* **RECORDS PROVIDED**

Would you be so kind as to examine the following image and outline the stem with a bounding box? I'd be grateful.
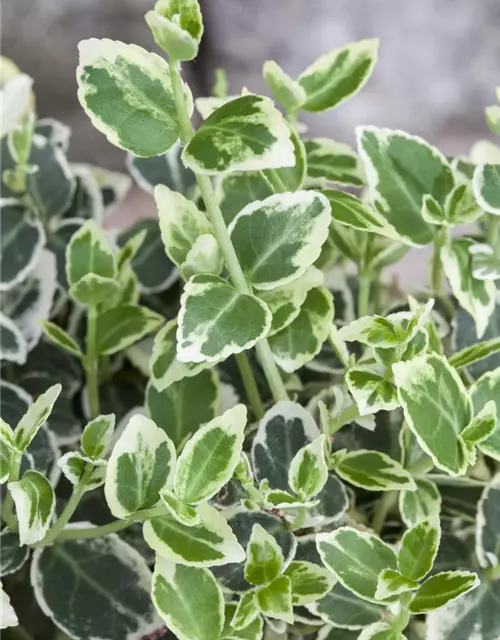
[235,352,265,420]
[37,464,94,547]
[59,507,167,540]
[169,60,288,401]
[85,307,100,420]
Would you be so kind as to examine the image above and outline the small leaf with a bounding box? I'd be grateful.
[245,524,284,585]
[257,576,293,624]
[77,38,193,157]
[288,435,328,500]
[174,404,247,504]
[409,571,481,614]
[143,504,245,567]
[284,561,335,606]
[298,39,378,112]
[152,558,224,640]
[81,413,115,459]
[333,450,416,491]
[96,304,163,355]
[398,521,441,581]
[393,354,472,476]
[182,94,295,175]
[7,471,56,545]
[177,275,271,363]
[104,415,176,518]
[316,527,397,603]
[14,384,62,451]
[229,191,331,289]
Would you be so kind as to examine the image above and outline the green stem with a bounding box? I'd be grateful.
[235,352,266,420]
[85,307,100,420]
[58,507,167,540]
[169,60,288,401]
[37,464,94,547]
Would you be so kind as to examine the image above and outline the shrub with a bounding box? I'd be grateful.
[0,5,500,640]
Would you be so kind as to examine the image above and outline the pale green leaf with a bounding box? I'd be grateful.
[104,415,176,518]
[298,39,378,112]
[152,558,224,640]
[174,404,247,504]
[316,527,397,603]
[77,38,193,157]
[177,275,272,363]
[143,504,245,567]
[7,471,56,545]
[245,524,284,585]
[182,94,295,175]
[393,354,472,476]
[229,191,331,289]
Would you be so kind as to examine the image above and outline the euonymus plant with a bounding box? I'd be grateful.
[0,0,500,640]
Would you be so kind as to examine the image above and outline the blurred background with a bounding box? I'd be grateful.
[1,0,500,284]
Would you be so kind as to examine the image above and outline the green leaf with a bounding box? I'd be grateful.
[472,164,500,215]
[470,369,500,461]
[57,451,106,492]
[182,94,295,175]
[288,435,328,500]
[346,367,399,416]
[143,504,245,567]
[146,370,219,447]
[31,536,163,640]
[441,238,496,338]
[152,558,224,640]
[229,191,331,289]
[316,527,397,603]
[43,321,83,358]
[357,127,453,246]
[310,582,385,630]
[96,304,163,355]
[399,478,441,527]
[398,520,441,581]
[82,413,115,459]
[154,185,212,268]
[104,415,176,518]
[245,524,284,585]
[14,384,62,451]
[177,275,271,363]
[392,354,472,476]
[375,569,419,600]
[262,60,307,110]
[333,450,416,491]
[298,39,378,112]
[269,287,333,373]
[284,561,335,606]
[259,267,324,336]
[257,576,293,624]
[476,479,500,569]
[77,38,193,157]
[304,138,365,188]
[145,0,203,60]
[174,404,247,504]
[409,571,481,614]
[7,471,56,545]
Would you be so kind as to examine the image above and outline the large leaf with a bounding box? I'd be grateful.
[298,39,378,112]
[77,38,193,157]
[393,354,472,475]
[31,536,163,640]
[177,275,272,362]
[174,404,247,504]
[229,191,331,289]
[182,94,295,175]
[104,415,175,518]
[358,127,453,246]
[152,558,224,640]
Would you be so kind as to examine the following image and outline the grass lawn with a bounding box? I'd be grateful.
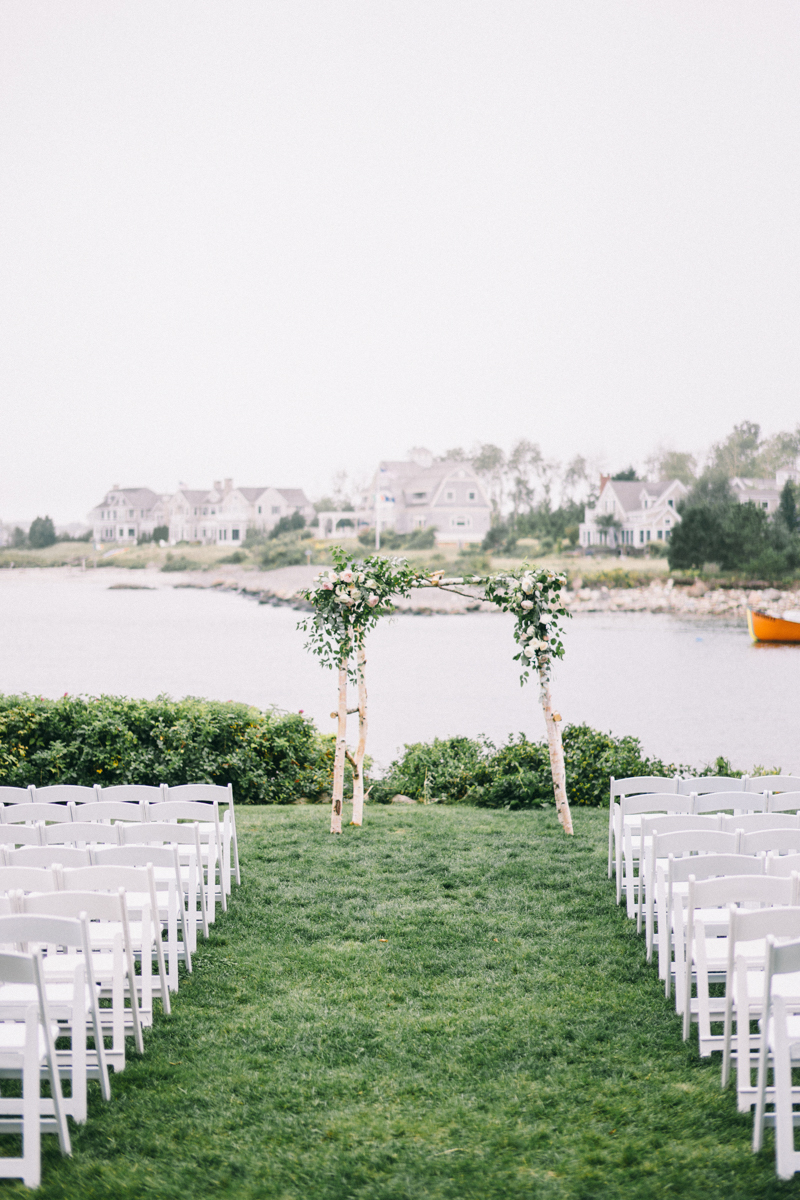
[14,806,800,1200]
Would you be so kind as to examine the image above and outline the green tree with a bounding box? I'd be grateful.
[612,467,639,484]
[777,479,798,533]
[28,517,55,550]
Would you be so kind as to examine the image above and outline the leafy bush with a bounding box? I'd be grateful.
[261,534,307,571]
[162,552,203,571]
[0,696,335,804]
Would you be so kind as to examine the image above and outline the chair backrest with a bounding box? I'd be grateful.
[97,784,167,804]
[91,845,175,868]
[124,821,199,846]
[619,792,692,821]
[31,784,97,804]
[609,775,678,800]
[753,775,800,809]
[652,828,739,859]
[0,785,34,804]
[667,854,766,888]
[6,846,91,866]
[718,812,800,833]
[692,791,766,812]
[642,812,721,838]
[41,821,119,846]
[678,775,746,796]
[0,800,72,838]
[766,791,800,812]
[739,828,800,854]
[164,784,232,805]
[0,866,56,893]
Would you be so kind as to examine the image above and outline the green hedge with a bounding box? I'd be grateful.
[371,725,741,809]
[0,696,333,804]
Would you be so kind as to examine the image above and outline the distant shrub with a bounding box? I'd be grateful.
[162,553,203,571]
[0,696,335,804]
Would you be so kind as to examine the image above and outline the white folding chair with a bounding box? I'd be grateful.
[164,784,237,892]
[0,785,34,804]
[768,791,800,812]
[722,905,800,1112]
[717,812,800,833]
[734,817,800,854]
[682,874,800,1058]
[31,784,100,804]
[0,952,72,1188]
[20,888,144,1073]
[4,849,91,866]
[636,822,739,962]
[146,799,230,912]
[121,821,209,937]
[59,851,176,1012]
[678,775,747,796]
[615,792,692,918]
[753,935,800,1180]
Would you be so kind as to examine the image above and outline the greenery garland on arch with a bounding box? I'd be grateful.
[299,546,572,834]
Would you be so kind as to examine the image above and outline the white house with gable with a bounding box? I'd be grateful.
[342,449,492,542]
[578,475,688,550]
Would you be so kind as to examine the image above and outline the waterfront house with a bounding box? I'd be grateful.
[578,475,688,550]
[89,479,314,545]
[345,449,492,544]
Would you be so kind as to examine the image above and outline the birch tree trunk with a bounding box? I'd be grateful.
[351,638,367,826]
[539,664,572,834]
[331,649,348,833]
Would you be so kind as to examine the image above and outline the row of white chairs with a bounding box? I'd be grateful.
[0,788,244,1187]
[608,776,800,917]
[0,784,241,890]
[620,781,800,1178]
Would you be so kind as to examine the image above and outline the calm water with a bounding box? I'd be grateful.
[0,570,800,770]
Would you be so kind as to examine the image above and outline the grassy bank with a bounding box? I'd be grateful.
[21,806,800,1200]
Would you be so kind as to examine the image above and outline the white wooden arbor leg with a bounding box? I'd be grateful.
[351,638,367,826]
[539,662,573,834]
[331,650,348,833]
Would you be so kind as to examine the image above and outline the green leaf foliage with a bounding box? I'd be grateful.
[0,696,333,804]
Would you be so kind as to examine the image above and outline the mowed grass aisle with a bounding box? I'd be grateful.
[18,806,800,1200]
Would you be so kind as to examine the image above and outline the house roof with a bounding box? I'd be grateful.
[606,479,679,512]
[275,487,308,508]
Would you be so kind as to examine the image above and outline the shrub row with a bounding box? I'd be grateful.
[0,696,741,809]
[369,725,742,809]
[0,696,335,804]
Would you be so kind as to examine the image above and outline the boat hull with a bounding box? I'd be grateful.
[747,608,800,642]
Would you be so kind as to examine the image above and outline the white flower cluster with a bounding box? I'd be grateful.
[314,568,380,608]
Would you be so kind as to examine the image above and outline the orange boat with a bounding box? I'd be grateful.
[747,608,800,642]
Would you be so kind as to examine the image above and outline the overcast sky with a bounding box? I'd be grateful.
[0,0,800,521]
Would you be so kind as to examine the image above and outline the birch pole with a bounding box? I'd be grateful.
[350,637,367,826]
[331,643,349,833]
[539,662,572,834]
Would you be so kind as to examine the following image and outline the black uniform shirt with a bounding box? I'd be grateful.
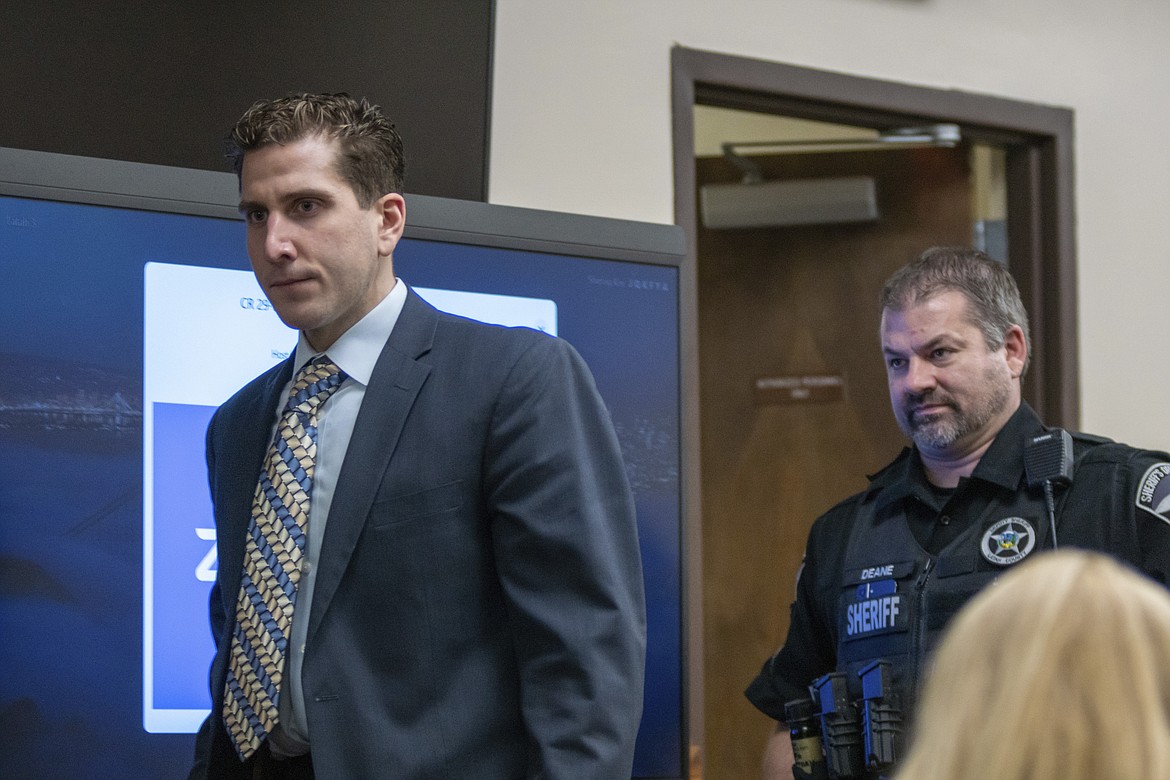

* **STATED PROBLEM**
Switch every "bounding box" in the lines above to "rectangle", keeping everything else unchanged, and leave the pictures out of your answer.

* **ANSWER FOR THIS EXERCISE**
Would you be so kind as to examine the following image and outline the stem with a rectangle? I'd be grateful.
[235,352,265,420]
[37,464,94,547]
[59,507,167,540]
[169,60,288,401]
[85,307,100,420]
Would you be so kind as to examine the image above and outline the small leaf with a rectangle? I'd be grateful.
[245,524,284,585]
[257,576,293,624]
[77,38,193,157]
[288,435,328,500]
[174,404,247,504]
[409,571,481,614]
[143,504,245,567]
[284,561,335,606]
[298,39,378,112]
[152,558,224,640]
[81,413,115,459]
[333,450,416,491]
[96,304,163,355]
[398,521,441,581]
[393,354,472,476]
[182,94,295,175]
[7,471,56,545]
[177,275,271,363]
[104,415,176,518]
[316,527,397,603]
[14,384,62,451]
[229,191,331,289]
Would you be so kind as to examine the image above and outline the green stem with a rectangle? I'd be grateful.
[235,352,266,420]
[85,307,100,420]
[58,507,167,540]
[169,60,288,401]
[37,464,94,547]
Would you be so kind as to examine the image above and outline the shrub with a rectangle? I'd be grateful.
[0,5,500,640]
Would you be so kind as to examine the image above and outline the pale green leaf with a rectangle? I'd be grateful.
[104,415,176,518]
[298,39,378,112]
[152,558,224,640]
[174,404,247,504]
[316,527,397,603]
[77,38,193,157]
[177,275,272,363]
[143,504,245,567]
[7,471,56,545]
[245,524,284,585]
[182,94,295,175]
[393,354,472,476]
[229,191,331,289]
Would you be so kind as to examine the image above and outline the euonymus plant with a rectangle? I'd be grateful.
[0,0,500,640]
Would you be so kind as to examine the image above and outline the blurred background with a rectangle? I'd be grateful.
[1,0,500,284]
Would you be so kind as to examine the image above and outline the green leaf with a rectangle? I'd be grateful.
[472,164,500,215]
[470,369,500,461]
[57,451,106,492]
[182,94,295,175]
[288,435,328,500]
[346,367,399,416]
[143,504,245,567]
[146,370,219,447]
[31,536,163,640]
[441,238,496,338]
[152,558,224,640]
[229,191,331,289]
[316,527,397,603]
[43,321,83,358]
[357,127,453,246]
[310,582,385,630]
[96,304,163,355]
[399,478,441,527]
[398,520,441,581]
[82,413,115,459]
[154,185,212,268]
[104,415,176,518]
[245,524,284,585]
[14,384,62,451]
[177,275,271,363]
[392,354,472,476]
[375,569,419,600]
[262,60,307,110]
[333,450,416,491]
[298,39,378,112]
[269,287,333,373]
[284,561,335,606]
[259,267,324,336]
[257,576,293,624]
[476,479,500,569]
[77,38,193,157]
[304,138,365,188]
[145,0,203,60]
[174,404,247,504]
[409,571,481,614]
[7,471,56,545]
Would you be so kind as to examine the image above and outline the large leaf with a rectangle? I'd be grateful.
[298,39,378,112]
[77,38,193,157]
[393,354,472,475]
[31,536,163,640]
[177,275,272,362]
[174,404,247,504]
[229,191,331,289]
[182,94,295,175]
[104,415,175,518]
[358,127,453,246]
[152,558,224,640]
Would you be so kind as to examine the following image and outline the grass lawn with a rectangle? I'd be grateful.
[14,806,800,1200]
Would you be so kind as to examine the image above and outline the green tree with a rectangle? I'd be grateful.
[612,467,639,484]
[777,479,798,533]
[28,517,55,550]
Would you be so kind as to examine the image above and outline the leafy bush with a rectangle? I'd be grateful.
[261,534,307,571]
[162,552,203,571]
[0,696,335,804]
Would you be so kind as to examine the image above and outline the chair backrest with a rectangle? I'd be grateful.
[97,784,167,804]
[91,845,175,868]
[124,821,199,846]
[619,792,692,821]
[31,784,97,804]
[609,775,678,800]
[753,775,800,809]
[652,828,739,859]
[0,785,34,804]
[667,854,766,888]
[6,846,91,866]
[718,812,800,833]
[692,791,766,812]
[642,812,721,838]
[41,821,119,846]
[678,775,746,796]
[0,800,72,838]
[766,791,800,812]
[739,828,800,854]
[164,784,232,805]
[0,866,56,893]
Would you be so kind as to examine the image above and outline the green hedge with a rectangle? I'd be grateful.
[371,725,741,809]
[0,696,333,804]
Would you be so kind as to examine the image above and outline the distant shrub with a rectangle? I'd be grateful.
[162,553,203,571]
[0,696,335,804]
Would you be so kind as to examine the image above and outline the white folding chair with a rectangle? I'd be grateful.
[164,784,237,892]
[0,785,34,804]
[768,791,800,812]
[722,905,800,1112]
[717,812,800,833]
[734,817,800,854]
[682,874,800,1058]
[31,784,100,804]
[0,952,72,1188]
[20,888,144,1073]
[4,849,91,866]
[636,822,739,962]
[146,799,230,912]
[121,821,209,937]
[59,851,176,1012]
[678,775,747,796]
[615,792,692,918]
[753,935,800,1180]
Would you be so kind as to examine the image above and outline the greenery garland on arch with a rectangle? I'd be grateful.
[299,546,572,834]
Would you be so kind as to examine the image above and outline the white house with gable with a rectangle? I'd be grateful.
[342,449,492,542]
[578,475,688,550]
Would you be so kind as to examine the image above and outline the waterfront house with a rectangle? I'd be grateful.
[578,475,688,550]
[89,479,314,545]
[345,449,492,544]
Would you be so kind as to examine the image above and outline the birch tree trunk with a rectangle? I'd be grateful.
[351,638,367,826]
[539,664,572,834]
[331,649,348,833]
Would you be so kind as to examine the image above and outline the row of white chairs with a rectangle? I'd be grateful.
[0,788,244,1187]
[608,776,800,917]
[0,784,241,890]
[620,781,800,1178]
Would you be so kind as to examine the image above and outline the calm water with a rectangle? I'd be grateful.
[0,570,800,770]
Would you be so kind as to examine the image above and outline the grassy bank with a rectangle? I'd be grateful.
[21,806,800,1200]
Would you be so kind as to examine the image above and outline the white wooden arbor leg with a rectangle? I'd be grateful.
[351,638,367,826]
[539,662,573,834]
[331,650,348,833]
Would you be so kind as to examine the image above and outline the green leaf foliage with a rectangle? I'd be grateful.
[0,696,333,804]
Would you be so kind as to examine the image above and outline the mowed grass aisle with a rectangle? I'd be grateful.
[18,806,800,1200]
Would you be so kind as to examine the image above and outline the house roof with a rectangle? I'd be grateful.
[606,479,679,512]
[275,487,308,508]
Would you be so kind as to examine the image above and outline the shrub row with a rectangle? I'd be grateful.
[0,696,741,809]
[369,725,742,809]
[0,696,335,804]
Would you be so kind as to examine the image above and outline the boat hull with a rectangle? I'd be grateful.
[747,608,800,642]
Would you be so kind as to examine the image above and outline the white flower cluster with a rectangle? I'd be grateful.
[314,568,380,608]
Would you be so kind as to examine the image above and outline the orange boat with a rectangle? I'd be grateful.
[747,608,800,642]
Would you be so kind as to examine the image above and outline the overcast sky with a rectangle? I'd be grateful.
[0,0,800,521]
Would you be so kind as to examine the image above and outline the birch pole with a rectangle? I'd be grateful.
[350,637,367,826]
[331,643,349,833]
[539,662,572,834]
Would you be so kind as to examine the following image and outline the black uniform shirt with a rectangle? I'd be grateful.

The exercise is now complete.